**What you will do**
Can you return each of the entries below verbatim, line for line, with the pictures left out?

**Data supplied**

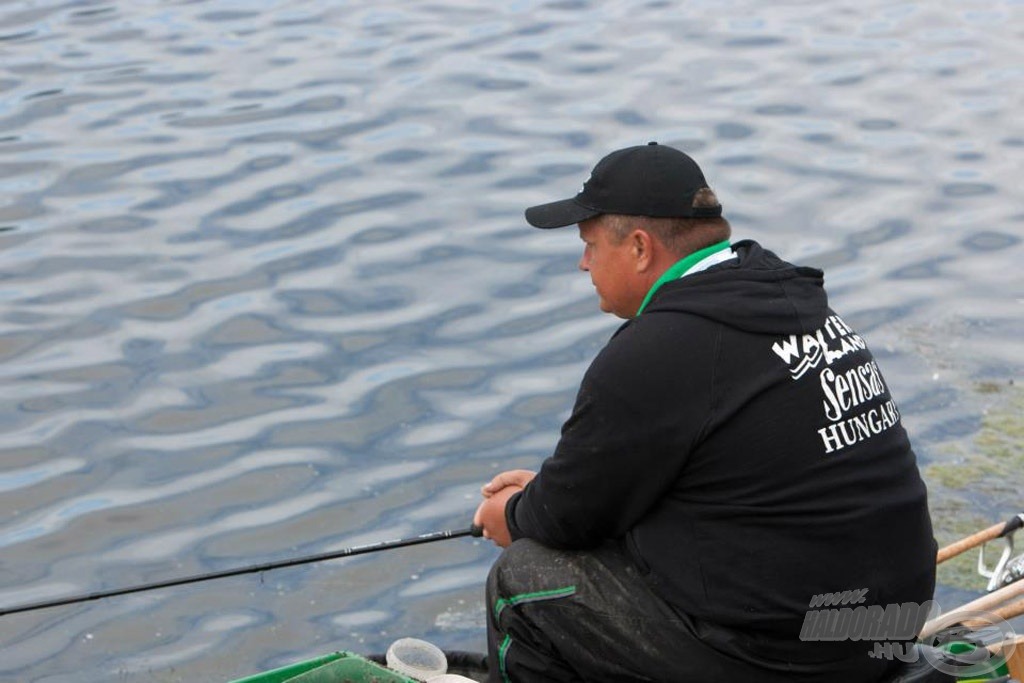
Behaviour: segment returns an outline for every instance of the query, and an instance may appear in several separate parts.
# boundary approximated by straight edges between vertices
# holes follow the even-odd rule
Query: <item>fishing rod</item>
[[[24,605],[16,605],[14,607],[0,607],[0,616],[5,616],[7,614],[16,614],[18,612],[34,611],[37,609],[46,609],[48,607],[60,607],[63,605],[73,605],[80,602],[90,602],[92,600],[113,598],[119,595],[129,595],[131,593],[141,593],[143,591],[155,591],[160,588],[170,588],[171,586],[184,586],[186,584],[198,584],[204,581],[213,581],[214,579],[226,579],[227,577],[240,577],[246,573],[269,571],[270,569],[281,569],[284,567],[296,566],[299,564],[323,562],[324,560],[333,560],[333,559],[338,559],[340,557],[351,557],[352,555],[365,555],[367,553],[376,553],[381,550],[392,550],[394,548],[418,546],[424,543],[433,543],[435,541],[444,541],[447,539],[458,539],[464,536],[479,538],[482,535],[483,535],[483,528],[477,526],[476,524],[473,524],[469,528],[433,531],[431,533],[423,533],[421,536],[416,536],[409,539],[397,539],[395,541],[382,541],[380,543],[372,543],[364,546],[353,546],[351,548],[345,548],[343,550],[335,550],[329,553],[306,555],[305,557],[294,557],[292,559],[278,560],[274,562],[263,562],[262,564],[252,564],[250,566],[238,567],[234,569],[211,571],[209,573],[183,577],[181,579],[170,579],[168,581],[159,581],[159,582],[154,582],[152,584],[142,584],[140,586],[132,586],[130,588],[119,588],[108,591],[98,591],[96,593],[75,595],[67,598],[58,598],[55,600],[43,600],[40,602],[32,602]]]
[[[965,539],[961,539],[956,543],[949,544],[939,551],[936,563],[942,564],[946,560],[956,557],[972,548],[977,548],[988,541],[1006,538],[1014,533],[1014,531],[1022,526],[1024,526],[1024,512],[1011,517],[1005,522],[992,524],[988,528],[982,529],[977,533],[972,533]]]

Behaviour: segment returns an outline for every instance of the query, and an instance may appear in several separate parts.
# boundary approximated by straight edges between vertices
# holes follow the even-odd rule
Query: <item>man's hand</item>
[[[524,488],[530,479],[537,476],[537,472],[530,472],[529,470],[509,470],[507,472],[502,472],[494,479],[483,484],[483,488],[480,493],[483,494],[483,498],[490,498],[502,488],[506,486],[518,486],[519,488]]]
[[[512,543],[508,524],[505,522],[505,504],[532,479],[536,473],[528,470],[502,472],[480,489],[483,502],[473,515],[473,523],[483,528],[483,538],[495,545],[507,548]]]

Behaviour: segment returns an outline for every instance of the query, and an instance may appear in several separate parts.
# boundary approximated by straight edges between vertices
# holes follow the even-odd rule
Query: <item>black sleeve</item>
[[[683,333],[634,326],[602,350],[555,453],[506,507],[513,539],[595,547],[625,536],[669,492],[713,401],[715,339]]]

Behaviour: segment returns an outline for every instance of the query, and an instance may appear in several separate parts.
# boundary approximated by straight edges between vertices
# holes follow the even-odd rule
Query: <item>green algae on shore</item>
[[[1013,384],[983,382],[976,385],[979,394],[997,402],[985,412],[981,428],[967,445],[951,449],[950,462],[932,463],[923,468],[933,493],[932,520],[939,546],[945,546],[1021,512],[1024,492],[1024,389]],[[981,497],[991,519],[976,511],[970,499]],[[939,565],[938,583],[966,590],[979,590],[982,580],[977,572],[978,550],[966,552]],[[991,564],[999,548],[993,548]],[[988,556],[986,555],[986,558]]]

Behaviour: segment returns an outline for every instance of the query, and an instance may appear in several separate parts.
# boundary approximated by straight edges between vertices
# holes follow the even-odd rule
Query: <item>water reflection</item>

**Solution to this task**
Behaviour: segment returns an outline for every instance of the query, and an instance may appear in several separate parts.
# boundary approximated by straight edges between vertices
# holes follow the even-odd rule
Query: <item>fishing rod</item>
[[[24,605],[16,605],[14,607],[0,607],[0,616],[5,616],[7,614],[16,614],[18,612],[34,611],[37,609],[46,609],[48,607],[60,607],[63,605],[73,605],[80,602],[90,602],[92,600],[113,598],[119,595],[129,595],[131,593],[141,593],[143,591],[155,591],[160,588],[170,588],[171,586],[184,586],[186,584],[198,584],[204,581],[213,581],[214,579],[226,579],[227,577],[240,577],[246,573],[269,571],[270,569],[281,569],[284,567],[296,566],[299,564],[323,562],[324,560],[333,560],[333,559],[338,559],[340,557],[351,557],[352,555],[365,555],[367,553],[376,553],[381,550],[392,550],[394,548],[418,546],[424,543],[433,543],[435,541],[444,541],[447,539],[458,539],[464,536],[479,538],[482,535],[483,535],[483,528],[477,526],[476,524],[473,524],[469,528],[433,531],[431,533],[423,533],[421,536],[416,536],[409,539],[397,539],[395,541],[382,541],[380,543],[372,543],[364,546],[353,546],[351,548],[345,548],[343,550],[335,550],[329,553],[306,555],[305,557],[294,557],[292,559],[278,560],[274,562],[263,562],[262,564],[252,564],[250,566],[238,567],[234,569],[211,571],[209,573],[183,577],[181,579],[170,579],[168,581],[159,581],[159,582],[154,582],[152,584],[142,584],[140,586],[132,586],[130,588],[119,588],[108,591],[98,591],[96,593],[75,595],[67,598],[58,598],[55,600],[43,600],[40,602],[32,602]]]
[[[965,539],[961,539],[956,543],[949,544],[939,551],[936,563],[942,564],[946,560],[956,557],[972,548],[977,548],[988,541],[1006,538],[1014,533],[1014,531],[1022,526],[1024,526],[1024,512],[1011,517],[1005,522],[992,524],[988,528],[982,529],[977,533],[972,533]]]

Behaviour: segment returns an outline for every instance of the query, and an instance may appear in several separate parts.
# boundary approximated by straight edges between vertices
# holes follow the even-odd rule
Query: <item>man's hand</item>
[[[524,488],[530,479],[537,476],[537,472],[530,472],[529,470],[509,470],[507,472],[502,472],[494,479],[483,484],[483,488],[480,493],[483,494],[483,498],[490,498],[502,488],[506,486],[518,486],[519,488]]]
[[[512,543],[508,524],[505,522],[505,504],[532,479],[536,473],[528,470],[502,472],[480,489],[483,502],[473,515],[473,523],[483,528],[483,538],[495,545],[507,548]]]

Behaviour: segment returns an outline for every instance of the query, and an instance may appear in several separate parts.
# boundary approximated by straight edges between vertices
# holes follow the even-odd rule
Query: <item>black sleeve</item>
[[[683,333],[634,326],[602,350],[555,453],[506,507],[513,539],[595,547],[625,536],[669,492],[713,401],[715,339]]]

Behaviour: segment returns an outline for every instance of the query, and an instance may appear in several separate parts.
# boundary approximated by straight edges between vertices
# holes follow the even-odd rule
Query: <item>green algae on shore</item>
[[[1013,384],[983,382],[976,385],[979,394],[997,402],[985,412],[981,428],[967,445],[951,449],[950,462],[932,463],[923,468],[933,493],[932,520],[939,546],[945,546],[1021,512],[1024,492],[1024,389]],[[981,497],[991,519],[976,511],[970,499]],[[939,565],[938,583],[966,590],[979,590],[982,580],[977,572],[978,550],[966,552]],[[991,564],[999,548],[993,548]],[[988,556],[986,555],[986,558]]]

Behaviour: segment returns an outline for every instance of the query, and an instance may appear in several separate parts.
# boundary approximated by straight edges between vertices
# holes follow the even-odd rule
Query: <item>water reflection</item>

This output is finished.